* Work to be completed: Repeat back the entries that follow, keeping every word as it is.

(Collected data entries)
..........
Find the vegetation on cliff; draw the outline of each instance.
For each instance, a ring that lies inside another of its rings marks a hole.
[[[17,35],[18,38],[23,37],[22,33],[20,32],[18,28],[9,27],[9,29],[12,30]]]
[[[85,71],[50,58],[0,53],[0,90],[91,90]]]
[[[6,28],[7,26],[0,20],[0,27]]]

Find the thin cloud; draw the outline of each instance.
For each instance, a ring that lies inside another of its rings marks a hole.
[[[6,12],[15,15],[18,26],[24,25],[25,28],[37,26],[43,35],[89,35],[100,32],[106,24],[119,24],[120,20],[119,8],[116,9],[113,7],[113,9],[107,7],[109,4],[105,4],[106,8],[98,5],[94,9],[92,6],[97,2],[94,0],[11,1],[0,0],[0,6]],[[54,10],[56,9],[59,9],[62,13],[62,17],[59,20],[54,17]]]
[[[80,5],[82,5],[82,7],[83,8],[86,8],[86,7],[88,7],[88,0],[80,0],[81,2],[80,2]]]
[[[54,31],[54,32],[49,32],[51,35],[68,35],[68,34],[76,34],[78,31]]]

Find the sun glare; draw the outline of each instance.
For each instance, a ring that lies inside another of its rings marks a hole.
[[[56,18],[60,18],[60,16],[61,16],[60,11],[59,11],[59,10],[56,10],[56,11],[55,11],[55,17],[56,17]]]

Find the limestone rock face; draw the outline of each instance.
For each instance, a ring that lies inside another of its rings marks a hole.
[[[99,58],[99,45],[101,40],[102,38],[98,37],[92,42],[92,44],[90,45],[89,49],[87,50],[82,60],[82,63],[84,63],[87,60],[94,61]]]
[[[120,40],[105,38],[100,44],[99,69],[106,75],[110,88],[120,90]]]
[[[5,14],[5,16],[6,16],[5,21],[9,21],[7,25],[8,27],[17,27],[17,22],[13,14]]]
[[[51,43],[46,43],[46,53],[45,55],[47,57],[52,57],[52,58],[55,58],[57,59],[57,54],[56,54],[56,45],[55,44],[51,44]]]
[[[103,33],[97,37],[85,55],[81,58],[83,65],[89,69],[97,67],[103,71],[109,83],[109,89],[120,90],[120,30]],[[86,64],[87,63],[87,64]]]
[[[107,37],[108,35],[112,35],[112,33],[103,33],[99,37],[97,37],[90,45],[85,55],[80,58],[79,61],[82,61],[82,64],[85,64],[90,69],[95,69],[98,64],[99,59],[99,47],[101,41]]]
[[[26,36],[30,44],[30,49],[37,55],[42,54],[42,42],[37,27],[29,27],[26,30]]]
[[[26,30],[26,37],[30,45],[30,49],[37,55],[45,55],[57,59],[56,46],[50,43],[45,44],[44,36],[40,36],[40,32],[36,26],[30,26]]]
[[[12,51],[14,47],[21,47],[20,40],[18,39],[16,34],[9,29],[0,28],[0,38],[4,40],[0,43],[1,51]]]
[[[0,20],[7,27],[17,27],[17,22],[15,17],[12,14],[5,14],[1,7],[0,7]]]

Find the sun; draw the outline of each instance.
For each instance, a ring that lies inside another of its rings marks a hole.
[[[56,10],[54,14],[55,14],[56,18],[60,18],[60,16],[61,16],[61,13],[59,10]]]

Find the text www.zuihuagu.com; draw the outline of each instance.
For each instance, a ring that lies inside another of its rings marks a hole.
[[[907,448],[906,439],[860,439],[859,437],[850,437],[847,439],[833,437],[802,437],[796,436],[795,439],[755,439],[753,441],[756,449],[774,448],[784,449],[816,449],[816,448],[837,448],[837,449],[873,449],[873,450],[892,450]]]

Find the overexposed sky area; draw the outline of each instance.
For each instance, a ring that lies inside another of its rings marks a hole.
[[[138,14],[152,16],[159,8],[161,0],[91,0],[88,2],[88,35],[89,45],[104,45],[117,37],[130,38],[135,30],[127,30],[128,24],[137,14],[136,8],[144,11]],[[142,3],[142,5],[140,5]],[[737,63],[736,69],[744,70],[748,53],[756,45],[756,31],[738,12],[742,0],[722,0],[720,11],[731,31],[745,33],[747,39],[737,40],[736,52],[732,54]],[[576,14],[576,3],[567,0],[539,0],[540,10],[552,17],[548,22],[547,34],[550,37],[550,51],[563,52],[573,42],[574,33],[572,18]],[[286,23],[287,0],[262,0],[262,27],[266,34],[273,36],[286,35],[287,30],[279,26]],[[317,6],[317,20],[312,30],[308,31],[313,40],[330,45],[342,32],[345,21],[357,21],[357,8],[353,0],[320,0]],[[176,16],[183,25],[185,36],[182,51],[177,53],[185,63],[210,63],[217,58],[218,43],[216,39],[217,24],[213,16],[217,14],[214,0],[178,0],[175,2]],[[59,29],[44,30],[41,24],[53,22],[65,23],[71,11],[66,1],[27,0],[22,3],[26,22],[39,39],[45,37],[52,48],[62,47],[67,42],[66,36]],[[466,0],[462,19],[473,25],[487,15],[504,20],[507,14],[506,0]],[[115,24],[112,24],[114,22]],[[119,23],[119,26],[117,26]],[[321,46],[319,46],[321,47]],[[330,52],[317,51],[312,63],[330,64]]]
..........
* Reply:
Find the vegetation on cliff; draw the outline of each instance.
For each instance, a ring that lies inside another of its rings marks a hole.
[[[17,35],[18,38],[23,37],[22,33],[20,32],[18,28],[9,27],[9,29],[12,30]]]
[[[85,71],[50,58],[0,53],[0,90],[91,90]]]
[[[6,28],[7,26],[0,20],[0,27]]]

Find the thin cloud; draw the outline of each instance.
For each instance, a ring that lies inside another of its rings marks a hole.
[[[6,12],[15,15],[18,26],[24,25],[25,28],[37,26],[43,35],[89,35],[100,32],[106,24],[119,24],[120,20],[119,8],[116,9],[113,7],[113,9],[107,7],[109,4],[105,4],[106,8],[98,5],[94,9],[92,6],[97,2],[94,0],[11,1],[0,0],[0,6]],[[54,10],[56,9],[59,9],[62,13],[62,17],[59,20],[54,17]]]
[[[80,5],[82,5],[82,7],[83,8],[86,8],[86,7],[88,7],[88,0],[80,0],[81,2],[80,2]]]
[[[54,31],[54,32],[49,32],[51,35],[68,35],[68,34],[76,34],[78,31]]]

Find the sun glare; draw the outline of each instance.
For each instance, a ring that lies inside another of its rings marks a hole.
[[[56,18],[60,18],[60,16],[61,16],[60,11],[59,11],[59,10],[56,10],[56,11],[55,11],[55,17],[56,17]]]

Find the limestone rock face; draw the outline of each instance.
For each instance, a ring that lies inside another of its rings marks a hole.
[[[99,58],[99,45],[101,40],[102,38],[98,37],[92,42],[92,44],[90,45],[89,49],[87,50],[82,60],[82,63],[84,63],[87,60],[94,61]]]
[[[120,40],[105,38],[100,44],[99,69],[106,75],[110,88],[120,90]]]
[[[5,14],[5,16],[6,16],[5,21],[9,21],[7,25],[8,27],[17,27],[17,22],[13,14]]]
[[[51,43],[46,43],[46,53],[45,55],[47,57],[52,57],[52,58],[55,58],[57,59],[57,54],[56,54],[56,45],[55,44],[51,44]]]
[[[103,33],[97,37],[85,55],[81,58],[83,65],[89,69],[97,67],[103,71],[109,83],[109,89],[120,90],[120,30]],[[86,64],[87,63],[87,64]]]
[[[107,37],[108,35],[112,35],[112,33],[103,33],[99,37],[97,37],[90,45],[85,55],[80,58],[79,61],[82,61],[82,64],[85,64],[90,69],[95,69],[98,64],[99,59],[99,47],[101,41]]]
[[[26,36],[30,44],[30,49],[37,55],[42,54],[42,42],[37,27],[29,27],[26,30]]]
[[[26,30],[26,37],[30,45],[30,49],[37,55],[45,55],[57,59],[56,46],[50,43],[45,44],[44,36],[40,36],[40,32],[36,26],[30,26]]]
[[[12,51],[14,47],[21,47],[20,40],[18,39],[16,34],[9,29],[0,28],[0,38],[4,40],[0,43],[1,51]]]
[[[0,20],[7,27],[17,27],[17,22],[15,17],[12,14],[5,14],[1,7],[0,7]]]

Find the sun; draw the outline of each instance.
For each instance, a ring that lies inside another of its rings marks a hole.
[[[56,10],[54,14],[55,14],[56,18],[60,18],[60,16],[61,16],[61,13],[59,10]]]

Find the text www.zuihuagu.com; draw the outline of each instance.
For each instance, a ring that lies inside another of its rings marks a hole.
[[[907,448],[906,439],[860,439],[859,437],[850,437],[847,439],[833,437],[802,437],[796,436],[795,439],[755,439],[753,441],[756,449],[774,448],[784,449],[816,449],[816,448],[837,448],[837,449],[873,449],[873,450],[892,450]]]

Find the overexposed sky area; draw the outline of each instance.
For each instance, a ring that lies inside another of its rings marks a hole.
[[[138,14],[152,16],[159,8],[161,0],[91,0],[88,2],[88,35],[89,45],[104,45],[117,37],[130,38],[135,30],[127,30],[128,24],[137,14],[136,8],[144,11]],[[142,3],[142,5],[140,5]],[[737,63],[736,69],[744,70],[748,53],[756,45],[756,31],[738,12],[742,0],[722,0],[720,11],[731,31],[745,33],[747,39],[737,40],[736,52],[732,54]],[[576,14],[576,3],[567,0],[539,0],[540,10],[552,17],[548,22],[547,34],[550,37],[550,51],[563,52],[573,42],[574,33],[572,18]],[[286,23],[287,0],[262,0],[262,27],[266,34],[273,36],[286,35],[287,30],[279,26]],[[317,6],[317,20],[312,30],[308,31],[313,40],[330,45],[342,32],[345,21],[357,21],[357,8],[353,0],[320,0]],[[176,16],[183,25],[185,36],[182,51],[177,53],[185,63],[210,63],[217,58],[218,43],[216,39],[217,24],[213,16],[217,14],[214,0],[178,0],[175,2]],[[59,29],[44,30],[41,24],[53,22],[65,23],[71,11],[66,1],[27,0],[22,3],[26,22],[39,39],[45,37],[52,48],[62,47],[67,42],[66,36]],[[466,0],[462,19],[473,25],[487,15],[504,20],[507,14],[506,0]],[[115,24],[112,24],[114,22]],[[119,23],[119,26],[117,26]],[[321,46],[319,46],[321,47]],[[330,52],[317,51],[312,63],[330,64]]]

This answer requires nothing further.